» **Passage retenu**:
........
La jurisprudence requiert, de manière générale, une très longue durée (Minh SON NGUYEN/Cesla AMARELLE, Code annoté de droit des migrations, LEtr, vol. 2, 2017, p. 269 et les références citées). Par durée assez longue, la jurisprudence entend une période de sept à huit ans (arrêt du Tribunal administratif fédéral
[ci-après : TAF] C-7330/2010 du 19 mars 2012 consid. 5.3 ; Minh SON NGUYEN/Cesla AMARELLE, op. cit., p. 269). Après un séjour régulier et légal de dix ans, il faut en principe présumer que les relations sociales entretenues en Suisse par la personne concernée sont devenues si étroites que des raisons particulières sont nécessaires pour mettre fin à son séjour dans ce pays (ATF 144 I 266 consid. 3.8). La durée d'un séjour illégal, ainsi qu'un séjour précaire, ne doivent normalement pas être pris en considération ou alors seulement dans une mesure très restreinte (ATF 130 II 39 consid. 3 ; ATAF 2007/45 consid. 4.4 et 6.3 ; 2007/44 consid. 5.2).

Bien que la durée du séjour en Suisse constitue un critère important lors de l'examen d'un cas d'extrême gravité, elle doit néanmoins être examinée à la lumière de l'ensemble des circonstances du cas particulier et être relativisée lorsque l'étranger a séjourné en Suisse de manière illégale, sous peine de récompenser l'obstination à violer la loi (ATF 130 II 39 consid. 3 ; arrêt du Tribunal fédéral 2D_13/2016 du 11 mars 2016 consid. 3.2).

Aux termes de l'art. 96 al. 1 LEI, les autorités compétentes tiennent compte, en exerçant leur pouvoir d'appréciation, des intérêts publics, de la situation personnelle de l'étranger ainsi que de son intégration.

La question est ainsi de savoir si, en cas de retour dans le pays d'origine, les conditions de sa réintégration sociale, au regard de la situation personnelle, professionnelle et familiale de l'intéressé, seraient gravement compromises (arrêts du Tribunal fédéral 2C_621/2015 du 11 décembre 2015 consid. 5.2.1 ; 2C_369/2010 du 4 novembre 2010 consid. 4.1).

3.3 Dans l'examen d'un cas de rigueur concernant le renvoi d'une famille, il importe de prendre en considération la situation globale de celle-ci. Dans certaines circonstances, le renvoi d'enfants peut engendrer un déracinement susceptible de constituer un cas personnel d'extrême gravité.

L’intérêt de l’enfant, tel que prévu par l'art. 3 CDE, est un élément d'appréciation dont l'autorité doit tenir compte lorsqu'il s'agit de mettre en balance les différents intérêts en présence (ATF 139 I 315 consid. 2.4 ; arrêt du Tribunal fédéral 2C_851/2014 du 24 avril 2015 consid. 4.2).
........
» **Matériel fourni**:
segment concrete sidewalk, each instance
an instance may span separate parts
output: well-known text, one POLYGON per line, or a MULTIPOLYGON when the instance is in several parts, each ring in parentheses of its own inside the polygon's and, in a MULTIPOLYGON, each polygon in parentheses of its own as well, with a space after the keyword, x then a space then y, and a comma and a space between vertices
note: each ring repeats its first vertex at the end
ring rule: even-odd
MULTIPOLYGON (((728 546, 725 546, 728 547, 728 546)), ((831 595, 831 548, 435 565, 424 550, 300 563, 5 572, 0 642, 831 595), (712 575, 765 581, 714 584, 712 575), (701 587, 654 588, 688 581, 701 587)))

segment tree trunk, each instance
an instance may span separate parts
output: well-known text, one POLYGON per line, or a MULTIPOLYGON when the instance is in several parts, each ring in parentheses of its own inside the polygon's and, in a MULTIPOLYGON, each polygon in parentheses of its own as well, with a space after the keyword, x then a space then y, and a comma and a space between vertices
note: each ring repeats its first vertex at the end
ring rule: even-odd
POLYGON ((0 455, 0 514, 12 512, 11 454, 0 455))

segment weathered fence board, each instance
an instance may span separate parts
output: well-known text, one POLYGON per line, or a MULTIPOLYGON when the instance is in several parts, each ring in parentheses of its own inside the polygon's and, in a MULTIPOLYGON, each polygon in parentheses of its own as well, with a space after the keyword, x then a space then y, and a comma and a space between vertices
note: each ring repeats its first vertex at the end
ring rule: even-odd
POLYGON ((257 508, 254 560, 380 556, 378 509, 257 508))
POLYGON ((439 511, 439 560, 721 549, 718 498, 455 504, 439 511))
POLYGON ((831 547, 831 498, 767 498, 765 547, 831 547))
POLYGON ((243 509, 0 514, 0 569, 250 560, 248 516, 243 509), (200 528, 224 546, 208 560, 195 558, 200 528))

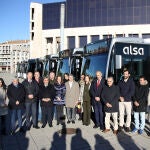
........
» **Consigne 1**:
Selon le passage retenu, quelle période la jurisprudence entend-elle par une durée assez longue ?
» **Consigne 2**:
Convertis en liste JSON de chaînes, une par ligne et sans les lignes vides, la partie du listing qui commence à la ligne contenant « segment weathered fence board, each instance » et va jusqu'à la fin du listing, en laissant les images de côté.

» **Résultat 1**:
Une période de sept à huit ans.

» **Résultat 2**:
[
  "segment weathered fence board, each instance",
  "an instance may span separate parts",
  "output: well-known text, one POLYGON per line, or a MULTIPOLYGON when the instance is in several parts, each ring in parentheses of its own inside the polygon's and, in a MULTIPOLYGON, each polygon in parentheses of its own as well, with a space after the keyword, x then a space then y, and a comma and a space between vertices",
  "note: each ring repeats its first vertex at the end",
  "ring rule: even-odd",
  "POLYGON ((257 508, 254 560, 380 556, 378 509, 257 508))",
  "POLYGON ((439 511, 439 560, 721 549, 718 498, 455 504, 439 511))",
  "POLYGON ((831 547, 831 498, 767 498, 765 547, 831 547))",
  "POLYGON ((243 509, 0 514, 0 569, 250 560, 248 516, 243 509), (200 528, 224 546, 208 560, 195 558, 200 528))"
]